EXERCISE MATERIALS

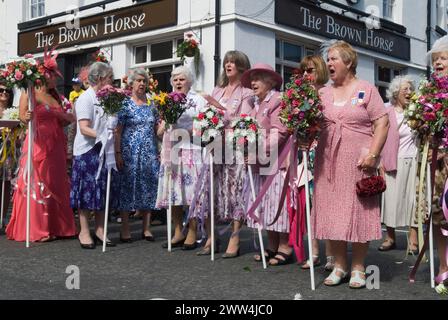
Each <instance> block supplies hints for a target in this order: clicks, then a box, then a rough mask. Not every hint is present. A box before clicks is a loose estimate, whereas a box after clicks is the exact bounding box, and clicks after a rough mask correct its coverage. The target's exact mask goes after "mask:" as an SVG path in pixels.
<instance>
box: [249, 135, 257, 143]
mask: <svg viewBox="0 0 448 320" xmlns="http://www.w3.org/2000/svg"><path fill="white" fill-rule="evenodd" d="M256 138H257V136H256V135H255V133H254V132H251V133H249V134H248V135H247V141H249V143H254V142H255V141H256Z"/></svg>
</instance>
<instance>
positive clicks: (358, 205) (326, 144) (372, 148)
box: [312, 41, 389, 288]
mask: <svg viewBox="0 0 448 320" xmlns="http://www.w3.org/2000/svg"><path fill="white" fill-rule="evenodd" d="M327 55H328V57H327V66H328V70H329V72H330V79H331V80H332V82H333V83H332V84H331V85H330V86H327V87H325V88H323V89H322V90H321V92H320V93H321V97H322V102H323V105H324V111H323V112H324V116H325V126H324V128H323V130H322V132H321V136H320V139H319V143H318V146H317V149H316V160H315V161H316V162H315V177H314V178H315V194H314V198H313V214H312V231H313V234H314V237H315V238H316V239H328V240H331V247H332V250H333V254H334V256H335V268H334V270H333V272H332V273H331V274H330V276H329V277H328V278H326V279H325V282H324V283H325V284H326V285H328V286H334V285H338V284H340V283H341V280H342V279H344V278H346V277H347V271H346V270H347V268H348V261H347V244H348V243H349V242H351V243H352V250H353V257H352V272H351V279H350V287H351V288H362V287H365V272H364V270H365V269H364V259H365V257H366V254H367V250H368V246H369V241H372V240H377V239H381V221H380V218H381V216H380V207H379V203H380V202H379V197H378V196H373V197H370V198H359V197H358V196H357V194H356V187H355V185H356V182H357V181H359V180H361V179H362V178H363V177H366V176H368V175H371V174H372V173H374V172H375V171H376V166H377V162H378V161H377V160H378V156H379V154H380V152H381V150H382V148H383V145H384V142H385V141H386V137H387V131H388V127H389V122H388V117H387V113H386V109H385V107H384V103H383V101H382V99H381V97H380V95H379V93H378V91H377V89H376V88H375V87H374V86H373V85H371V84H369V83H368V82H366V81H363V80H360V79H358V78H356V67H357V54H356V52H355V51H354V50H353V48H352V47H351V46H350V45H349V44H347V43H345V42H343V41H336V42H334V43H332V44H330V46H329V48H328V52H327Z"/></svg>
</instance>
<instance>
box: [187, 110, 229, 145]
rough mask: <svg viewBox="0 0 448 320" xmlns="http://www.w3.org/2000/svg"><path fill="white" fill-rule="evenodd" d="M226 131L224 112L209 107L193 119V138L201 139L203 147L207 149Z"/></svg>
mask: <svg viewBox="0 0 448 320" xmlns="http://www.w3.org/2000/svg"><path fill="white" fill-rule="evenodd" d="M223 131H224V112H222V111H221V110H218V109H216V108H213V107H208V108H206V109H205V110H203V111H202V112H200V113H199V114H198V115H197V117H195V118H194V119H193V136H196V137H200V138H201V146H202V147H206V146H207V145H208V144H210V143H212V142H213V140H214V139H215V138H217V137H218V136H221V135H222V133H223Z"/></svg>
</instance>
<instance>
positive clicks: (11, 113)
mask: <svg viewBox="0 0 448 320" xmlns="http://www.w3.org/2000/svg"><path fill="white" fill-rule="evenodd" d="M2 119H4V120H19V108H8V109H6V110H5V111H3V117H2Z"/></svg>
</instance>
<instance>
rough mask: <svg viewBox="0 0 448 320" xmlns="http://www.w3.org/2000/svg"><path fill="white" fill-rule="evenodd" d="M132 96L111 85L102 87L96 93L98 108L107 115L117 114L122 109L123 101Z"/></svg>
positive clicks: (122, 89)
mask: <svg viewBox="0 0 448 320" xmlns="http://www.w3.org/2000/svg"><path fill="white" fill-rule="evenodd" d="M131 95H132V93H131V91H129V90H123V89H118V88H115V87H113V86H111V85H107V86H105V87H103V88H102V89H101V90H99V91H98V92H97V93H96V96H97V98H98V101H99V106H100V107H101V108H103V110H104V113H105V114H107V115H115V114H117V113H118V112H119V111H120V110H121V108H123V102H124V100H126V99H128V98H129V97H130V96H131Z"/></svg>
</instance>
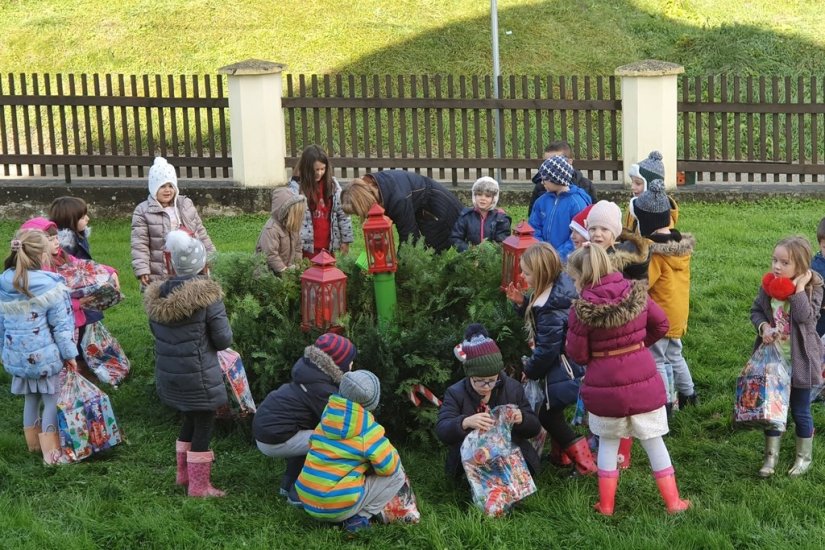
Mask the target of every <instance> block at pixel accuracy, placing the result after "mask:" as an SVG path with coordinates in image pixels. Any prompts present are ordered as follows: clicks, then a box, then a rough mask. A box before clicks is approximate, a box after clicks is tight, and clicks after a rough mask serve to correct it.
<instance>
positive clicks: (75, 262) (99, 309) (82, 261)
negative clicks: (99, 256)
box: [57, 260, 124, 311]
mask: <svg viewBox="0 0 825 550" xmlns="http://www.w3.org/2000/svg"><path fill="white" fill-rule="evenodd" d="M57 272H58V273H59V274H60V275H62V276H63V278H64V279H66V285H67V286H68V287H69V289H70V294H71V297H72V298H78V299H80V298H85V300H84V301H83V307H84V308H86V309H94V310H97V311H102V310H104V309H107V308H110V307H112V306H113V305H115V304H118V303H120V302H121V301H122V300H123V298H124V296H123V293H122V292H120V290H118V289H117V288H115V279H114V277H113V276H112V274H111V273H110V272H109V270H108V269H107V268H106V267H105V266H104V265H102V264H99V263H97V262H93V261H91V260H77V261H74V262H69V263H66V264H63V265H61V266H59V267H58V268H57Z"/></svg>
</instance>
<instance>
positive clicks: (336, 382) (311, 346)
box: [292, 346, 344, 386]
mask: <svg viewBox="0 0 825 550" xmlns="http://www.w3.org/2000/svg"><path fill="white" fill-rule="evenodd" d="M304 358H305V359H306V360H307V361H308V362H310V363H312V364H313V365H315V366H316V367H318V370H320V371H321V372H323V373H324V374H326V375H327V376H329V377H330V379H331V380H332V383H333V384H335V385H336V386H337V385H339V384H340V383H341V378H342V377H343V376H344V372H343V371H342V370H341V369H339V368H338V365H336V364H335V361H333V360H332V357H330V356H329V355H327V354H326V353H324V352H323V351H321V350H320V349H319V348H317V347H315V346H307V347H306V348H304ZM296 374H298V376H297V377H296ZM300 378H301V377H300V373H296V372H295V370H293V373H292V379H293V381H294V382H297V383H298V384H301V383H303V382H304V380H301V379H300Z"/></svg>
--
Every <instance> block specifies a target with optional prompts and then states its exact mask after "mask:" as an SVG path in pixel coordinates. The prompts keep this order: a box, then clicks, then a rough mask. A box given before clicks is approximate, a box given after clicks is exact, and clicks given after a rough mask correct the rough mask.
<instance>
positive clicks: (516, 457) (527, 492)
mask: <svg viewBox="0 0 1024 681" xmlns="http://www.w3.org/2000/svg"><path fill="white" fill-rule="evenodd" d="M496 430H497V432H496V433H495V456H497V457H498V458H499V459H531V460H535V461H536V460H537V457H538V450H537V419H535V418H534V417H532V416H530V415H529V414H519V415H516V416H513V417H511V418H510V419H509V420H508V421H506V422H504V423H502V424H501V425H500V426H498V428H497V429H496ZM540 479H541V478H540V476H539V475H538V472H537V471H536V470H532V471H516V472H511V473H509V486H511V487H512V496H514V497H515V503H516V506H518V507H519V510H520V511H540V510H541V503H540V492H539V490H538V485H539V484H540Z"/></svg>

TO DO
Scan the entries above for the string "coordinates" and copy each line containing it.

ANSWER AREA
Mask the target of every <instance> block at pixel accuracy, placing the result after "mask:" as an SVG path with coordinates in image pixels. Any prompts present are ordered as follows: clicks, then a box, then a rough mask. A box before clicks is approximate, a box after clicks is tight, and clicks after a rough mask serve to correct it.
Every <instance> block specifies a target with optional prompts and then states its exact mask after "mask:" as an SVG path in pixel coordinates. The prompts keep this order: a box, then clicks, then a rough mask. A box given before clicks is approximate, a box given after clicks is exact, and clicks given after a rough mask correct the rough mask.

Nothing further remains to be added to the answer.